| Records provided |
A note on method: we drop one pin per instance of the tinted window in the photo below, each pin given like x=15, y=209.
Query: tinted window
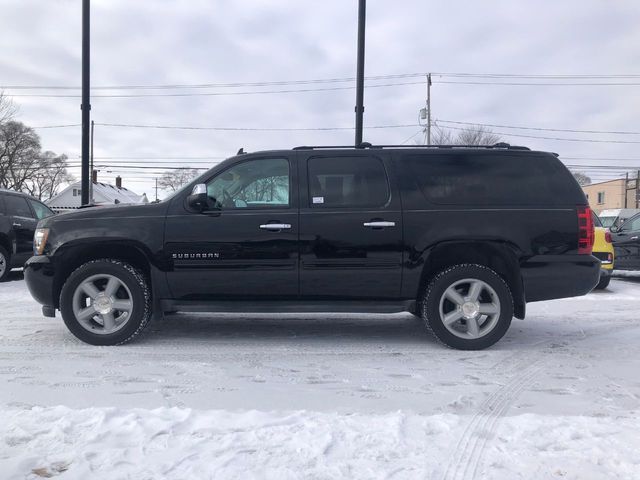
x=42, y=211
x=347, y=182
x=486, y=179
x=17, y=206
x=632, y=224
x=607, y=221
x=596, y=219
x=259, y=183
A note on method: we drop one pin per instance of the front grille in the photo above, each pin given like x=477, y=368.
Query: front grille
x=602, y=256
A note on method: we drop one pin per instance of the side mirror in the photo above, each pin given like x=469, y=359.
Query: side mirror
x=198, y=199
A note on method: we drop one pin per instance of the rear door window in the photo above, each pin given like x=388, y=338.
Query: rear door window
x=17, y=206
x=484, y=179
x=347, y=182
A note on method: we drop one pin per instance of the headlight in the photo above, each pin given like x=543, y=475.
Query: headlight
x=40, y=240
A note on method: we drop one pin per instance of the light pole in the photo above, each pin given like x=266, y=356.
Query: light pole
x=362, y=6
x=86, y=105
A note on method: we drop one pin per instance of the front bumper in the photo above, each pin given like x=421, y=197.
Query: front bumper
x=39, y=275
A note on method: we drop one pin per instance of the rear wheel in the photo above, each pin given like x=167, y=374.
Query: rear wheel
x=468, y=307
x=106, y=302
x=603, y=283
x=5, y=264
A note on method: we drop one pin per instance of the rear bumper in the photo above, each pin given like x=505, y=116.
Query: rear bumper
x=39, y=277
x=605, y=272
x=546, y=277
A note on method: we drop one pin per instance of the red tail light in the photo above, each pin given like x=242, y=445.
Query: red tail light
x=586, y=234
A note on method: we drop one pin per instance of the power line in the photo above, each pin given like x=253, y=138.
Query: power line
x=563, y=139
x=615, y=132
x=548, y=84
x=329, y=80
x=215, y=94
x=250, y=129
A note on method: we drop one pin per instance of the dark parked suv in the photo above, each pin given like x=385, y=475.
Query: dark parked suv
x=461, y=236
x=19, y=215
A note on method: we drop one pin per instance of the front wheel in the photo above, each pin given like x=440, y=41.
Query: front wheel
x=5, y=264
x=468, y=307
x=106, y=302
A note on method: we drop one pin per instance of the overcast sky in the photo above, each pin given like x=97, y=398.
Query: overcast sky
x=160, y=42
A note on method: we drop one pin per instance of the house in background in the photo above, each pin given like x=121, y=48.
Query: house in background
x=621, y=193
x=103, y=194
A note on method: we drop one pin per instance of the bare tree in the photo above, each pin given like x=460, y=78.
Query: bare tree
x=19, y=154
x=23, y=167
x=582, y=178
x=51, y=175
x=7, y=109
x=472, y=135
x=173, y=180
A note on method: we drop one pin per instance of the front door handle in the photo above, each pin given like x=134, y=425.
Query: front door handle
x=380, y=224
x=275, y=226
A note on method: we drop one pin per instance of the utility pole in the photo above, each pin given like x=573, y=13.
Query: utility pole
x=626, y=189
x=86, y=105
x=362, y=6
x=429, y=109
x=91, y=168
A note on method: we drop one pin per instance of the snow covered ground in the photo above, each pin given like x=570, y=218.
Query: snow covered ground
x=339, y=396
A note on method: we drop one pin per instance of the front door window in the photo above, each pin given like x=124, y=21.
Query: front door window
x=254, y=184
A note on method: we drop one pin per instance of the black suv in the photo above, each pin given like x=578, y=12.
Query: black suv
x=461, y=236
x=19, y=215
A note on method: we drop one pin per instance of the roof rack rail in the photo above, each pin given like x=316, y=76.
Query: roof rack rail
x=500, y=145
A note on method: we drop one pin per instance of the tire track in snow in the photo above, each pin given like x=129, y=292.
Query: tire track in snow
x=470, y=448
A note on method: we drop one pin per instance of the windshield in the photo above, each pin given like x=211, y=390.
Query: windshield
x=607, y=221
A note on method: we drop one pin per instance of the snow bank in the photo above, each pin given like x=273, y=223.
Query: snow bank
x=179, y=443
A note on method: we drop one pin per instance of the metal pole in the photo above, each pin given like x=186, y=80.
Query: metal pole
x=86, y=105
x=429, y=109
x=626, y=189
x=362, y=5
x=91, y=167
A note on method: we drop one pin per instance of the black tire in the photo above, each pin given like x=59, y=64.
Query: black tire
x=5, y=260
x=603, y=283
x=134, y=280
x=436, y=290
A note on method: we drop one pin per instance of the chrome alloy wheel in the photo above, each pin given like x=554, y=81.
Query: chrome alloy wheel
x=470, y=308
x=102, y=304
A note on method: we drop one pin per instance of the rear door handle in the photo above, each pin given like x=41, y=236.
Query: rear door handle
x=275, y=226
x=380, y=224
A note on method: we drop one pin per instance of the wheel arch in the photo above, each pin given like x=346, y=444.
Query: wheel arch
x=6, y=243
x=499, y=256
x=72, y=256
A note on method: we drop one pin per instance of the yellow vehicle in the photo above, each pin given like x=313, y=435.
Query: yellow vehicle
x=603, y=250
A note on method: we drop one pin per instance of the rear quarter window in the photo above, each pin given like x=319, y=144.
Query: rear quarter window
x=488, y=179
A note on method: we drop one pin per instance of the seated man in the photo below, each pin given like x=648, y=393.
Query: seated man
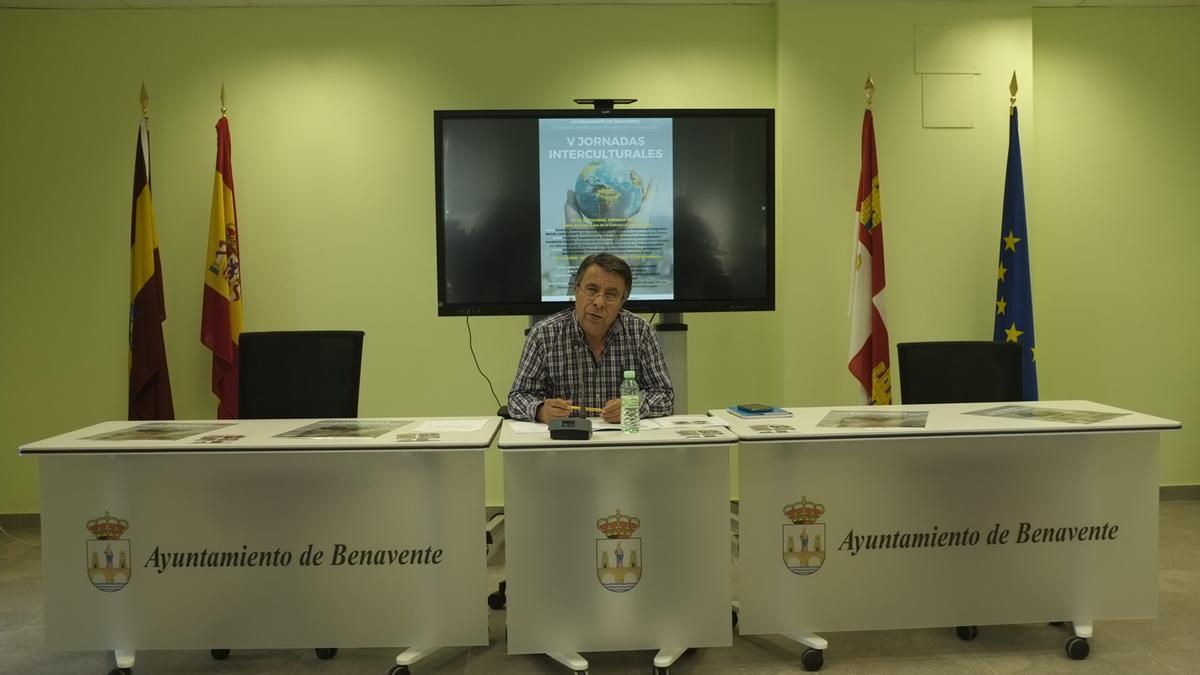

| Task objective |
All entries above must be repeated exactly; pictures are to be left out.

| Finished task |
A note on method: we drop one pin per instance of the tinted window in the photo below, each pin given like x=15, y=209.
Query: tinted window
x=42, y=211
x=347, y=182
x=486, y=179
x=17, y=206
x=632, y=224
x=607, y=221
x=596, y=219
x=259, y=183
A note on method: we drop one pin per instance of the front grille in the photo above, each pin given like x=477, y=368.
Query: front grille
x=602, y=256
A note on method: we drop one pin per instance of the side mirror in the photo above, each pin given like x=469, y=359.
Query: side mirror
x=198, y=199
A note on method: we drop one pin per instance of the rear door window in the photo above, each pin given like x=388, y=338.
Query: rear door window
x=17, y=206
x=484, y=179
x=347, y=182
A note on method: we drop one pin per instance of the headlight in the photo above, each pin given like x=543, y=475.
Query: headlight
x=40, y=240
A note on method: we drop one pin per instance of the light pole in the photo above, each pin given like x=266, y=356.
Query: light pole
x=362, y=6
x=86, y=105
A note on method: we drop one pin per instance of the front bumper in the photo above, each pin given like x=421, y=197.
Query: front bumper
x=39, y=275
A note on method: we drop one pin per instance of the rear wheel in the photo above, each pin given like x=167, y=374.
Query: rear wheel
x=468, y=307
x=106, y=302
x=603, y=283
x=5, y=264
A note on method: we drop one pin per instance of the rear bumper in the photo above, each pin given like x=505, y=116.
Query: rear bumper
x=39, y=277
x=605, y=272
x=546, y=277
A note on method: we drop one pin per instance of the red tail light in the photo above, each pin given like x=242, y=445.
Query: red tail light
x=586, y=234
A note on method: we drop one pin per instance of the power line in the photo above, each pin given like x=253, y=138.
Query: power line
x=563, y=139
x=615, y=132
x=548, y=84
x=329, y=80
x=215, y=94
x=250, y=129
A note on method: we drop one pin per instance of the dark parked suv in the photo above, each pin given like x=385, y=475.
Query: dark parked suv
x=461, y=236
x=19, y=215
A note on method: we drop one pin per instance of the front wheel in the photo above, each pin given like x=440, y=41.
Query: front wheel
x=5, y=264
x=468, y=307
x=106, y=302
A note on method: we drop one pin per instance of the overcast sky in the photo above, each pin given like x=97, y=398.
Query: overcast sky
x=160, y=42
A note on method: we drop one pin per instance of the house in background in the photo above, each pin given like x=121, y=48.
Query: house in background
x=621, y=193
x=103, y=194
A note on method: we drop one pin per instance of the bare tree in the photo above, each pin given like x=460, y=78.
Query: bare tree
x=19, y=154
x=23, y=167
x=582, y=178
x=51, y=175
x=7, y=109
x=472, y=135
x=173, y=180
A note on method: we drop one pin per instance of the front door handle in the photo above, each pin given like x=134, y=425.
Query: front door handle
x=380, y=224
x=275, y=226
A note on method: we drop one pin per instance of the utility pole in the photo above, each pin given like x=573, y=13.
Query: utility pole
x=626, y=189
x=86, y=105
x=362, y=6
x=429, y=109
x=91, y=168
A note on method: we drop one pin per instance of the snow covered ground in the photo above, each pin given like x=570, y=218.
Query: snow covered ground
x=339, y=396
A note on method: we drop one pin per instance of the front door window in the photo above, each pin given like x=124, y=21.
Query: front door window
x=254, y=184
A note on method: we drop one pin per instance of the black suv in the photo above, each pin given like x=578, y=12.
Query: black suv
x=461, y=236
x=19, y=215
A note on method: we drop one pin per instance of the roof rack rail in the photo above, each pin given like x=316, y=76.
Query: roof rack rail
x=500, y=145
A note on method: we drop one pin per instance of the tire track in snow in the photo above, each pin given like x=129, y=292.
Query: tire track in snow
x=470, y=448
A note on method: we drop one pin per instance of the windshield in the photo above, each pin given like x=211, y=390.
Query: windshield
x=607, y=221
A note on method: we drop one pin per instance of the snow bank in the photo above, each pin given like x=273, y=223.
Query: snow bank
x=179, y=443
A note on method: we drop one pin per instance of the metal pole in the photo above, each pin given like x=186, y=80.
Query: metal pole
x=86, y=105
x=429, y=109
x=626, y=189
x=362, y=5
x=91, y=167
A note on method: we drop one pin per instance of the black tire in the photo above, each pin given like x=59, y=64.
Query: black tire
x=5, y=260
x=603, y=283
x=134, y=280
x=436, y=290
A note on method: we drop one pin per instance of the chrome alloy wheel in the photo above, each pin given like x=554, y=81.
Query: chrome alloy wheel
x=470, y=308
x=102, y=304
A note on method: we drop one pin per instance of the rear door handle in the photo above, each pin given like x=41, y=236.
Query: rear door handle
x=275, y=226
x=380, y=224
A note on method: we drop one pin per instance of the wheel arch in the photo above, each pin given like x=346, y=444.
Query: wheel arch
x=6, y=243
x=499, y=256
x=72, y=256
A note on method: we drop one pin per instance of the yellow vehicle in the photo above, each pin given like x=313, y=435.
Query: yellow vehicle
x=603, y=250
A note on method: we drop one pin per instance of the rear quarter window in the photo above, each pin given like x=319, y=144.
Query: rear quarter window
x=488, y=179
A note on method: we drop one pin per instance of the seated man in the photo below, each pin given like x=648, y=393.
Query: seated man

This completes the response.